| Exercise |
Count how many lines of the records contain the word "mountain", matching case exactly, and give only that number.
※ ※ ※
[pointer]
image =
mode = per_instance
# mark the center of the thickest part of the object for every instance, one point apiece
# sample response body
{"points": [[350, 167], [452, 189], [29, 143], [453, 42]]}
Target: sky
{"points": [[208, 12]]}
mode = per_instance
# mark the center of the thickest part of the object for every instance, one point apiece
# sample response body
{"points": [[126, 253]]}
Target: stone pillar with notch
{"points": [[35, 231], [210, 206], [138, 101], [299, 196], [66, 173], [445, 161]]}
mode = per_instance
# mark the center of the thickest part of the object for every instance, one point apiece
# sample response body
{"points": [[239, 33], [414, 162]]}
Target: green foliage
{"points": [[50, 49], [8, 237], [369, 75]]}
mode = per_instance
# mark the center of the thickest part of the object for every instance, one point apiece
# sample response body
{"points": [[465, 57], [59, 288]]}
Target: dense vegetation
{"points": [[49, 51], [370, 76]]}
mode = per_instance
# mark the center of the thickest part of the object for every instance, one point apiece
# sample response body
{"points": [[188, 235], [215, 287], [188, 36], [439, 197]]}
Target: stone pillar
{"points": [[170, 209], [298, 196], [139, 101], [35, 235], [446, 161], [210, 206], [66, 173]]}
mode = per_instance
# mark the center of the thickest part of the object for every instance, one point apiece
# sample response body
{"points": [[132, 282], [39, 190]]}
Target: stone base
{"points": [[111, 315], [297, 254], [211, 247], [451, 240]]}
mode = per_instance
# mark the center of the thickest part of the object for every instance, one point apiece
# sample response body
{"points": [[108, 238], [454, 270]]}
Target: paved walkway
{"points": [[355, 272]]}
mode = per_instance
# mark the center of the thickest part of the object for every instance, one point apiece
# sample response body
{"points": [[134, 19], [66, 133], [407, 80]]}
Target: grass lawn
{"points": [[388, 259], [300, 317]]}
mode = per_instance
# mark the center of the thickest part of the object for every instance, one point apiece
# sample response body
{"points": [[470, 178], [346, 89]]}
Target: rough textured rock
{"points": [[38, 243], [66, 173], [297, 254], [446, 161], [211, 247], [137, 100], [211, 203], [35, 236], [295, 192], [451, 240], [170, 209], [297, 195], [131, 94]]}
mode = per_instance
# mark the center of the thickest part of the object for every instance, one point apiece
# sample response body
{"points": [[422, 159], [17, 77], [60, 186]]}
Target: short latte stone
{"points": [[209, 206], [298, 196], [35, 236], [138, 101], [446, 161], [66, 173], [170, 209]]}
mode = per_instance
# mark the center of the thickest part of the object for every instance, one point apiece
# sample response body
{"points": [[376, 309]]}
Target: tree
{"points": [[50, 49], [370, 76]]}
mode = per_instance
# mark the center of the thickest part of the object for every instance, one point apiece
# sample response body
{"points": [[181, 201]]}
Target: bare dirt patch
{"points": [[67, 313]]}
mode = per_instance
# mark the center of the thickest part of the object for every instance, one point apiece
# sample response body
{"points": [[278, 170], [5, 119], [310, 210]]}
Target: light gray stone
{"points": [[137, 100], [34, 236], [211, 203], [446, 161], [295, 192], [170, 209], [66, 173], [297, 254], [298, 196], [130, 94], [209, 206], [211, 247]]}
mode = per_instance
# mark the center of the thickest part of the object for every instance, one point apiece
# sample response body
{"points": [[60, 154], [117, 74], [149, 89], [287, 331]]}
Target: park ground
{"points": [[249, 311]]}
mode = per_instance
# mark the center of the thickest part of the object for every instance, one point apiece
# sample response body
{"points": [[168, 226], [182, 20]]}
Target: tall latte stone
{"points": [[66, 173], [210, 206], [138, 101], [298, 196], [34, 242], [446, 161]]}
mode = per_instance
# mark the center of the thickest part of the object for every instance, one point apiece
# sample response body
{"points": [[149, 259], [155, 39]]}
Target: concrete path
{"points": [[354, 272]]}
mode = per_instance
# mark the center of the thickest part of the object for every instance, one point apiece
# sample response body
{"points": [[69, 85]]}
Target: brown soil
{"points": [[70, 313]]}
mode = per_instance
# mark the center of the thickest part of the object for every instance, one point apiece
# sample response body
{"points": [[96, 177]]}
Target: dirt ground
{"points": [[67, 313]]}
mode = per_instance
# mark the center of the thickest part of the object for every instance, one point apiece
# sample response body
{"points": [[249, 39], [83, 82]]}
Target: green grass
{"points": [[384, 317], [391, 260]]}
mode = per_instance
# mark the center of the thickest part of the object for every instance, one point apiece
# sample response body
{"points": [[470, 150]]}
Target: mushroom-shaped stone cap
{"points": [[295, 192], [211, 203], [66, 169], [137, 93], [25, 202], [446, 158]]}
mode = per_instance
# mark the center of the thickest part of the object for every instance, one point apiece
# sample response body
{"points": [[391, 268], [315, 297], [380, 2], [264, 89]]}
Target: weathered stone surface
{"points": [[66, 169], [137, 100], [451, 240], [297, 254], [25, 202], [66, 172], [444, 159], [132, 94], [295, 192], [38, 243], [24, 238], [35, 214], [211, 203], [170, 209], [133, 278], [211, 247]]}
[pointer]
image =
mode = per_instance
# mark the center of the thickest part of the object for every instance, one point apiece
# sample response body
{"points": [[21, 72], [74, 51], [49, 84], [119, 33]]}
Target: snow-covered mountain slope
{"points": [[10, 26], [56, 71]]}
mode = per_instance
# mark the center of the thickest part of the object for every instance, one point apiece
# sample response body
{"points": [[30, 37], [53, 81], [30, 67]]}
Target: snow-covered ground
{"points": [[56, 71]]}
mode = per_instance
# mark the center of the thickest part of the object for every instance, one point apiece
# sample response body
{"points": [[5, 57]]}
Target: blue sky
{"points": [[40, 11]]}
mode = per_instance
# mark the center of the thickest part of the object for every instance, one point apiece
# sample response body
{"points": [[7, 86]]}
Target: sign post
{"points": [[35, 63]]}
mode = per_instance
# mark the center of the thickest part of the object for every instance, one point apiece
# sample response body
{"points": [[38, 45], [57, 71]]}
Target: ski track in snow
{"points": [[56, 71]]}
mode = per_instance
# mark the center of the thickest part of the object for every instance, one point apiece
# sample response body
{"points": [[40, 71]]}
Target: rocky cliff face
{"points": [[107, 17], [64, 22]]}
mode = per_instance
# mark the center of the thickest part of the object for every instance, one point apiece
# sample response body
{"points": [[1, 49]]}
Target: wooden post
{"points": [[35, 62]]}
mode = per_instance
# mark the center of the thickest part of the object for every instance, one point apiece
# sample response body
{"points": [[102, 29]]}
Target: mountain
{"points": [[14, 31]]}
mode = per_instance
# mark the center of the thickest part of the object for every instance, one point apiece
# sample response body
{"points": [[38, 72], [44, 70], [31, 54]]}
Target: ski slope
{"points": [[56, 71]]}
※ ※ ※
| Task answer |
2